Requirement a. Repeat the lines of every entry word for word, leaving out the pictures.

Extracted text.
● ● ● ● ● ● ●

Flur, Shaked and Sarkar, Susmit and Pulte, Christopher and Nienhuis, Kyndylan and Maranget, Luc and Gray, Kathryn E. and Sezgin, Ali and Batty, Mark and Sewell, Peter (2017) Mixed-Size Concurrency: ARM, POWER, C/C++11, and SC. In: Proceedings of the 44th ACM SIGPLAN Symposium on Principles of Programming Languages. POPL Principles of Programming Languages . ACM, New York, USA, pp. 429-442. ISBN 978-1-4503-4660-3. (doi:10.1145/3009837.3009839) (KAR id:64723)

Abstract

Previous work on the semantics of relaxed shared-memory concurrency has only considered the case in which each load reads the data of exactly one store. In practice, however, multiprocessors support mixed-size accesses, and these are used by systems software and (to some degree) exposed at the C/C++ language level. A semantic foundation for software, therefore, has to address them.

We investigate the mixed-size behaviour of ARMv8 and IBM POWER architectures and implementations: by experiment, by developing semantic models, by testing the correspondence between these, and by discussion with ARM and IBM staff. This turns out to be surprisingly subtle, and on the way we have to revisit the fundamental concepts of coherence and sequential consistency, which change in this setting. In particular, we show that adding a memory barrier between each instruction does not restore sequential consistency. We go on to extend the C/C++11 model to support non-atomic mixed-size memory accesses.

● ● ● ● ● ● ●

Entries provided.

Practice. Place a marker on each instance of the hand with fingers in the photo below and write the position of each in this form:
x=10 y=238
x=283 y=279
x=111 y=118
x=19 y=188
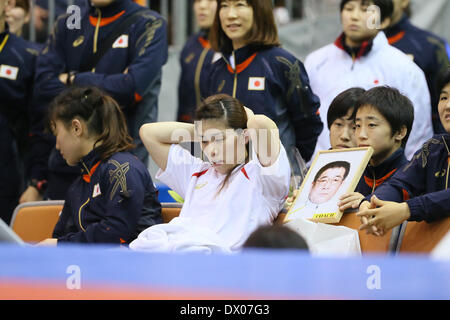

● ● ● ● ● ● ●

Requirement b. Quote the complete text on mixed-size concurrency, unchanged.

Task solution a.
Practice. Place a marker on each instance of the hand with fingers in the photo below and write the position of each in this form:
x=10 y=238
x=283 y=279
x=111 y=118
x=19 y=188

Task solution b.
Flur, Shaked and Sarkar, Susmit and Pulte, Christopher and Nienhuis, Kyndylan and Maranget, Luc and Gray, Kathryn E. and Sezgin, Ali and Batty, Mark and Sewell, Peter (2017) Mixed-Size Concurrency: ARM, POWER, C/C++11, and SC. In: Proceedings of the 44th ACM SIGPLAN Symposium on Principles of Programming Languages. POPL Principles of Programming Languages . ACM, New York, USA, pp. 429-442. ISBN 978-1-4503-4660-3. (doi:10.1145/3009837.3009839) (KAR id:64723)

Abstract

Previous work on the semantics of relaxed shared-memory concurrency has only considered the case in which each load reads the data of exactly one store. In practice, however, multiprocessors support mixed-size accesses, and these are used by systems software and (to some degree) exposed at the C/C++ language level. A semantic foundation for software, therefore, has to address them.

We investigate the mixed-size behaviour of ARMv8 and IBM POWER architectures and implementations: by experiment, by developing semantic models, by testing the correspondence between these, and by discussion with ARM and IBM staff. This turns out to be surprisingly subtle, and on the way we have to revisit the fundamental concepts of coherence and sequential consistency, which change in this setting. In particular, we show that adding a memory barrier between each instruction does not restore sequential consistency. We go on to extend the C/C++11 model to support non-atomic mixed-size memory accesses.